Goal - Copy out all of the records below with every "pixel coordinates" changed to "image coordinates" and everything else left as it is. Leave the pictures out of your copy.

--- start ---

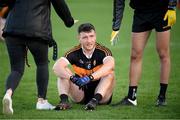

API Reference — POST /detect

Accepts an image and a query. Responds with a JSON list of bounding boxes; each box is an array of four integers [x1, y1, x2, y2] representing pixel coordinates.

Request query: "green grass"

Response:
[[0, 0, 180, 119]]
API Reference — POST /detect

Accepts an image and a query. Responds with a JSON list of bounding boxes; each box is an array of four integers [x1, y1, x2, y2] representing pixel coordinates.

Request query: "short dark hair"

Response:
[[78, 23, 95, 33]]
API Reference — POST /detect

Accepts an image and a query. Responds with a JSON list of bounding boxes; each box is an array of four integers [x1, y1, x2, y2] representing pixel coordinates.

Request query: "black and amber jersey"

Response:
[[64, 43, 112, 77]]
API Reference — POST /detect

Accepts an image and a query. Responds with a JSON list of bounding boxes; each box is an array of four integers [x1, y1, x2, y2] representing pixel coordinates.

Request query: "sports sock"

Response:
[[94, 93, 102, 103], [159, 83, 168, 98], [60, 94, 68, 102], [128, 86, 137, 100]]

--- end ---

Result below -
API Reference — POST /detect

Accepts an image and a query. Responds with a JSON list of bounding boxes; each box is an array of four integers [x1, y1, x2, y2] representing image coordinates.

Request query: "green grass"

Response:
[[0, 0, 180, 119]]
API Reference — POST /detect

Accepts an image and a query. Responds with a JSON list of bounding boxes; each box is an array of four integers [x1, y1, x2, y2] representing image coordinates.

Request query: "short dark hair"

Response:
[[78, 23, 95, 33]]
API Reference — POST /detect

Accepts an image and a query. Responds with a JSON list of bounding boxes; each box is an array of four integers [x1, y1, x2, y2] representing image coordinates.

Request query: "black and amber jersey"

Response:
[[64, 43, 112, 77]]
API Reference — POST /detect

Accepts an image and a query. Responds with a JSON list of bounding boxes; each box is an array of four integers [x1, y1, x2, y2] representing image coordinates.

Request query: "sports sock"

Response:
[[94, 93, 102, 103], [159, 83, 168, 98], [60, 94, 68, 102], [128, 86, 137, 100]]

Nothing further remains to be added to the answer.